◆ **WORK ORDER**
Return the portion of the cruise prices article from "The current low" up to and including "summer of 2022.", copied word for word.

◆ **PROVIDED PASSAGE**
========================
Cruise Prices Remain Stable This Summer Despite The Current Inflation

Cruise Prices Remain Stable this Summer Despite The Current Inflation

The current low cruise pricing is now projected to continue into 2023 and 2024. Experts blame this on pressure from COVID and the difficulty of attracting new customers to cruises.

With fluctuating jet fuel prices being passed on to airline customers, rising hotel booking fees due to pent-up demand, and spiking gas prices forcing vehicles to spend $5 per gallon, a cruise may be the most cost-effective alternative for a nice trip in the summer of 2022.

Prices on cruise travel “are some of the lowest that we’ve seen in a very long time,” Chris Gray Faust, the managing editor of online industry publication The Cruise Critic, told GMA.

Faust has spotted a five-day cruise across the Caribbean for $500 per person, which means  “about $100 per day, including lodging, meals and entertainment. And with the way that land vacations have been … [with] airfares more expensive, you’re really hard-pressed to find a vacation for a similar price on land.”

There are other three- or four-night cruise deals also ranging from $100 to $125 per night. Gray Faust even found a seven-night Alaska cruise for $399 per person with Holland America.

45 Cruise Ships Scheduled To Resume Sailing In March 2022

Regarding the stock market, Bank of America analyst Andrew Didora said last week that “we view this as more specific to the cruise industry than a larger read to the leisure consumer given further COVID pressures (testing still required), continued ramp-up in cruise capacity, and likely some difficulty attracting the ‘new to cruise’ consumer,” Didora said.

Carnival’s stock prices fell the most in May compared with Royal Caribbean Cruises and Norwegian Cruise Line Holdings, down 2.6 percent for all periods compared with November.
========================
[Data records]

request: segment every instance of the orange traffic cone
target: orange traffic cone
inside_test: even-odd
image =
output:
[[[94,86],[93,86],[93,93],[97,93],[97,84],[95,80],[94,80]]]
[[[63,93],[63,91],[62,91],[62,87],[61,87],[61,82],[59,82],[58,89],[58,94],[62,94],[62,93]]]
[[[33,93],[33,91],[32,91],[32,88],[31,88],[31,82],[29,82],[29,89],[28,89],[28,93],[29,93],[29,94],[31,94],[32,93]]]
========================
◆ **WORKED SOLUTION**
The current low cruise pricing is now projected to continue into 2023 and 2024. Experts blame this on pressure from COVID and the difficulty of attracting new customers to cruises.

With fluctuating jet fuel prices being passed on to airline customers, rising hotel booking fees due to pent-up demand, and spiking gas prices forcing vehicles to spend $5 per gallon, a cruise may be the most cost-effective alternative for a nice trip in the summer of 2022.